## Dataset extract
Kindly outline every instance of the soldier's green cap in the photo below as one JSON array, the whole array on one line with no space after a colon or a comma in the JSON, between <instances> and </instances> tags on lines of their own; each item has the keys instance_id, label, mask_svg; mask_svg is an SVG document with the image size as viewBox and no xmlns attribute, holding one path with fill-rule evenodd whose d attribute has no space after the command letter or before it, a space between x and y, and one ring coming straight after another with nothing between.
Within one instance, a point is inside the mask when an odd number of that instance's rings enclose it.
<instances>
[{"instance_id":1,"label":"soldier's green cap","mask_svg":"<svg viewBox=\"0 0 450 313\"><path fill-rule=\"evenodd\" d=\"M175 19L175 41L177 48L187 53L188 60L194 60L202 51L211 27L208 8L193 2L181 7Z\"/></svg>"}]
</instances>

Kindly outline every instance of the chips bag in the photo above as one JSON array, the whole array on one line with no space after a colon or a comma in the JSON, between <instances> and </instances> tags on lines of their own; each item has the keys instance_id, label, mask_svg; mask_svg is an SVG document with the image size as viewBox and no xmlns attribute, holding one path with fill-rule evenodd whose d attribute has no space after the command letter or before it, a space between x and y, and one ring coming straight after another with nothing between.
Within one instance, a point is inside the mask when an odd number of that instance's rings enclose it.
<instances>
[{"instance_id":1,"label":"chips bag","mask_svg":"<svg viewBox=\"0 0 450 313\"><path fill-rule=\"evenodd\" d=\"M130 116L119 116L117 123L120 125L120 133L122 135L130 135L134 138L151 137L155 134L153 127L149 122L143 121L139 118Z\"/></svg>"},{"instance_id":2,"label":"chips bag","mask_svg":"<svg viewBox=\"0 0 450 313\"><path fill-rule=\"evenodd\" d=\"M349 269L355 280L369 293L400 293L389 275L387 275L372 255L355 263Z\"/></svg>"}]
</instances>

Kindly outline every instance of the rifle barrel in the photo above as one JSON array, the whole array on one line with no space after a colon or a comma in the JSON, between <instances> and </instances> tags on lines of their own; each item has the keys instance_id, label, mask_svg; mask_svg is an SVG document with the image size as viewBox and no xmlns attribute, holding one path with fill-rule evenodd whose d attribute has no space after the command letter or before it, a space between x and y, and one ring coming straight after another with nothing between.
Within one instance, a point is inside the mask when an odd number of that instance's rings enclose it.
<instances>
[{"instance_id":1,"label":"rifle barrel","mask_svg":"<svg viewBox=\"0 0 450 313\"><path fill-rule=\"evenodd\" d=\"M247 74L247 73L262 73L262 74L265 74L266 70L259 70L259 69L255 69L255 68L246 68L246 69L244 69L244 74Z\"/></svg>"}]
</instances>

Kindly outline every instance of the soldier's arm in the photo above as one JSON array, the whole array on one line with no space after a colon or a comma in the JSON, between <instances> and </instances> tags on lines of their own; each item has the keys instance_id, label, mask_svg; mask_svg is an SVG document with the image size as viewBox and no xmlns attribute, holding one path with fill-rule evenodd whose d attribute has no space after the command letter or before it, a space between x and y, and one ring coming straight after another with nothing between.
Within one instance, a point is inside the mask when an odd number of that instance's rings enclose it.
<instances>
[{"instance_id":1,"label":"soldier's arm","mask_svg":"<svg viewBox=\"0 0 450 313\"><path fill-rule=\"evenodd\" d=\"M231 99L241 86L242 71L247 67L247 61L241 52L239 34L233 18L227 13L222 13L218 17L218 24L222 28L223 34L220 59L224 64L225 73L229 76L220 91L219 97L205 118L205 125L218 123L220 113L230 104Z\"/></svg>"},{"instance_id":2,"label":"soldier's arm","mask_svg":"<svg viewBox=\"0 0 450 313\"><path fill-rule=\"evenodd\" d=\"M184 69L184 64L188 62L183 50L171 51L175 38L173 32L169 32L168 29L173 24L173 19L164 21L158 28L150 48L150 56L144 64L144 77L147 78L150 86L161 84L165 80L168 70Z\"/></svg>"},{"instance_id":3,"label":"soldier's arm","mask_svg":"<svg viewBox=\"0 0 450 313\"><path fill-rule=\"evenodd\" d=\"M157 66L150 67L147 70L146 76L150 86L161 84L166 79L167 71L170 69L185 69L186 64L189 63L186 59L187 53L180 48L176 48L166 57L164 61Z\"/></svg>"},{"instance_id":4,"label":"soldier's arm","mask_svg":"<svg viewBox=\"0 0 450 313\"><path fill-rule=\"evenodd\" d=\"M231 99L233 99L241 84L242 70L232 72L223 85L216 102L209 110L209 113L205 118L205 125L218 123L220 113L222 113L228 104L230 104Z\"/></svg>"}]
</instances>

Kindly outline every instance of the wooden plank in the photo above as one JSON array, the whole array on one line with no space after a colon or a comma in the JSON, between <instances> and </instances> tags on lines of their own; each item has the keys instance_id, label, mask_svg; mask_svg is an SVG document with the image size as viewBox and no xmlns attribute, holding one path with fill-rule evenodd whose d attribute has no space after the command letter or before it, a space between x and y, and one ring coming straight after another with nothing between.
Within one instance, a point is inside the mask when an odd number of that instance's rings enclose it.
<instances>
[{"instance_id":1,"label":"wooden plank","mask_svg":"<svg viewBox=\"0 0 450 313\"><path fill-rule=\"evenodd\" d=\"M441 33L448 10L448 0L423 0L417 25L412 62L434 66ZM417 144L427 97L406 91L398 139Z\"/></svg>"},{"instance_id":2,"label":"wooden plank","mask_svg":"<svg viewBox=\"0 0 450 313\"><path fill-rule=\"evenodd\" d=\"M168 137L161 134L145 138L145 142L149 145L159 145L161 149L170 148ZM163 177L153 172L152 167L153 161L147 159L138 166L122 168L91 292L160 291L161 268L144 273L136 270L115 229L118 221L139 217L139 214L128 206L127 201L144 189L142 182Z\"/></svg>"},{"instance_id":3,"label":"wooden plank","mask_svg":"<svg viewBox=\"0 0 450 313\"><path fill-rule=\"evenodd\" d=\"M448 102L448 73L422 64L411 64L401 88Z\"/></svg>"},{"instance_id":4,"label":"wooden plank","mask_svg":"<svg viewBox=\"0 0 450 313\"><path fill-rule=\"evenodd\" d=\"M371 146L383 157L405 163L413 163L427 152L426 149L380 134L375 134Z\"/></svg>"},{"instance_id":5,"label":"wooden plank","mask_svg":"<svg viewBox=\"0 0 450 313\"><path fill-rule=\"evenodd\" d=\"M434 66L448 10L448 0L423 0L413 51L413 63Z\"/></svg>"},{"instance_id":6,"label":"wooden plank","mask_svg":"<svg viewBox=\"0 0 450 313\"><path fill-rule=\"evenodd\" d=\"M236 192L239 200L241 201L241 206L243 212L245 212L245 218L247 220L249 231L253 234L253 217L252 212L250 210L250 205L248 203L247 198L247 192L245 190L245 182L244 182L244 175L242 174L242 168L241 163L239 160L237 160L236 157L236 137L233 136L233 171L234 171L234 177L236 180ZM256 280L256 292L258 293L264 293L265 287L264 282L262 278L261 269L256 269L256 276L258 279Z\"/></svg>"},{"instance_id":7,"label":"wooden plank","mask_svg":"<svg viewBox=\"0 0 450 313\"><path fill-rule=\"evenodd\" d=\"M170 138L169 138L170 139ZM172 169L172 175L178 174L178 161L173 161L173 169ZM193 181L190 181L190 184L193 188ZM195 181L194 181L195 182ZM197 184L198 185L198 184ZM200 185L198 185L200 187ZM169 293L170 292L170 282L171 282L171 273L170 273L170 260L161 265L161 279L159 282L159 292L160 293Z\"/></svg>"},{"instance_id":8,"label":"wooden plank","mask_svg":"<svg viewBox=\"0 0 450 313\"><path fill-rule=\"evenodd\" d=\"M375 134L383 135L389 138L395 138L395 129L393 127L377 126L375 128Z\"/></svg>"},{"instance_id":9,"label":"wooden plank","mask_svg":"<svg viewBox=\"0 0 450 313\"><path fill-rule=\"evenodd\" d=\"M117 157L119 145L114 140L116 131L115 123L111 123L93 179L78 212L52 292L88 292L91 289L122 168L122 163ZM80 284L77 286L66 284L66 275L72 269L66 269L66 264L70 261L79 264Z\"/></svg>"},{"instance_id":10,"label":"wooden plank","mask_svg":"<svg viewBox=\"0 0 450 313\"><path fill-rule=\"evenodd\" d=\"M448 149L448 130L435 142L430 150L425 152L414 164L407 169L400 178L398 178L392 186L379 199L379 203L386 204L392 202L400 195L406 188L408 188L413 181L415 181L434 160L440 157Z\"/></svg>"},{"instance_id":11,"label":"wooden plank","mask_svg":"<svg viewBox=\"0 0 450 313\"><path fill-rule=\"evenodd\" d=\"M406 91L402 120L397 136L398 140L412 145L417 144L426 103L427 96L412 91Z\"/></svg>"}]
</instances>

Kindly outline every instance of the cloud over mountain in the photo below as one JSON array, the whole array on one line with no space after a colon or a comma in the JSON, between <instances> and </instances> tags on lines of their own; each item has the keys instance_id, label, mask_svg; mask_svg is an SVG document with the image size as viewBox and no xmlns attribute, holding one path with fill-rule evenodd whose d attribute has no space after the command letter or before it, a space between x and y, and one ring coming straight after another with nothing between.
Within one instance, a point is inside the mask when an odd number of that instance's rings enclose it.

## Task item
Please state how many lines of the entries above include the string "below", giving the number and nothing more.

## Task output
2